» ФРАГМЕНТ ИСТОЧНИКА:
Уходящая на покой беспокойная Госдума в финале своего срока годности сделала доброе дело - приняла в первом чтении законопроект о реформе опеки и попечительства, который, говоря юридическим языком, "повышает гарантии реализации прав и свобод недееспособных и не полностью дееспособных граждан". Иными словами, он действительно защищает права людей.
Это, пожалуй, самый важный законопроект в моей недолгой сенаторской судьбе. После того как 30 декабря 2012 года с боем был принят закон № 302, предусматривающий введение в Гражданский кодекс института ограниченной дееспособности для лиц с психическими расстройствами, а также обязанности учета опекунами мнения недееспособного гражданина, мы в нашем комитете по конституционному законодательству и государственному строительству сформировали рабочую группу для разработки следующего шага, который касался уже существенной реформы нынешнего института опеки и попечительства.
Через год, в марте 2014-го, законопроект был готов, мы передали его на отзыв в правительство и предсказуемо получили тучу хмурых замечаний профильных министерств и ведомств, в количестве аж 25 штук. Это много. Очень много. Фактически, в переводе с бюрократического на человеческий означает, что законопроект похоронен.
Мы пришли к Валентине Матвиенко, она обратилась к Ольге Голодец. Голодец сразу сформировала расширенную рабочую группу с представителями правительства по доработке законопроекта и сама начала вникать в детали. В Совете Федерации в детали пришлось активно вникать Валентине Матвиенко, Галине Кареловой и двум Андреям – сенатору Клишасу и полпреду правительства в верхней палате Яцкину.

» ПОСТАНОВКА ЗАДАЧИ: Продолжите текст о реформе опеки и попечительства, начав сразу после его последнего предложения.

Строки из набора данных
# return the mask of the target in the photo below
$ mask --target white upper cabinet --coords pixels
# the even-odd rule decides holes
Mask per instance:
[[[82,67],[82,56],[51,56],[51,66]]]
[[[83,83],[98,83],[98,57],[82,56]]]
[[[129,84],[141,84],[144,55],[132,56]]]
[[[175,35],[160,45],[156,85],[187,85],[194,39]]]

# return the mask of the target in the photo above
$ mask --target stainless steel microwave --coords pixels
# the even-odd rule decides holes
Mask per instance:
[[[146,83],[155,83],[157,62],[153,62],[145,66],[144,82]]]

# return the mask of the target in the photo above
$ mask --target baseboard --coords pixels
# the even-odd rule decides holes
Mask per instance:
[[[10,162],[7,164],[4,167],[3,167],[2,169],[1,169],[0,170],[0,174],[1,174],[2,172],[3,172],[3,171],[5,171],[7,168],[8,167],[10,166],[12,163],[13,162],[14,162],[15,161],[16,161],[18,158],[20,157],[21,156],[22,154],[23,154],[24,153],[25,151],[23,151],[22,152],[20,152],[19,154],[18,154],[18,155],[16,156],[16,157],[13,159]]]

» ИТОГОВЫЙ РЕЗУЛЬТАТ:
В еженедельной работе по согласованию законопроекта трудились Минюст, Минтруд, Минобр, Минздрав, Минэк, Институт законодательства и сравнительного правоведения при правительстве РФ, а также представитель правительства РФ в Совете Федерации. К июлю 2014 г. законопроект был доработан и текст его был согласован.
О чем же этот скучный законопроект.
Во-первых, он предлагает введение возможности «частичной» опеки. Когда функции и ответственность «частичного» опекуна распространяются лишь на определенные сферы жизни подопечного: образование, реабилитацию, профессиональную подготовку, трудоустройство и т. п.
Во-вторых, устанавливает приоритет назначения опекуна – физического лица в случае, когда человек живет в интернате. Сегодня, если человек попал в интернат, то опекун ему не назначается; опекунские функции исполняет сам интернат, и никто другой не имеет права вмешиваться в жизнь человека. Мы предлагаем обязательное назначение частичного соопекуна, если таковой нашелся, в случае, когда человек находится в интернате. Плюсы от этого очевидны.
В-третьих, в законопроекте развивается и уточняется институт совместной опеки (когда у подопечного может быть несколько опекунов, разделяющих между собой заботу о нем).
В-четвёртых, мы считаем правильным и необходимым включение в круг возможных опекунов (попечителей) юридических лиц – некоммерческих организаций, например, родительских ассоциаций.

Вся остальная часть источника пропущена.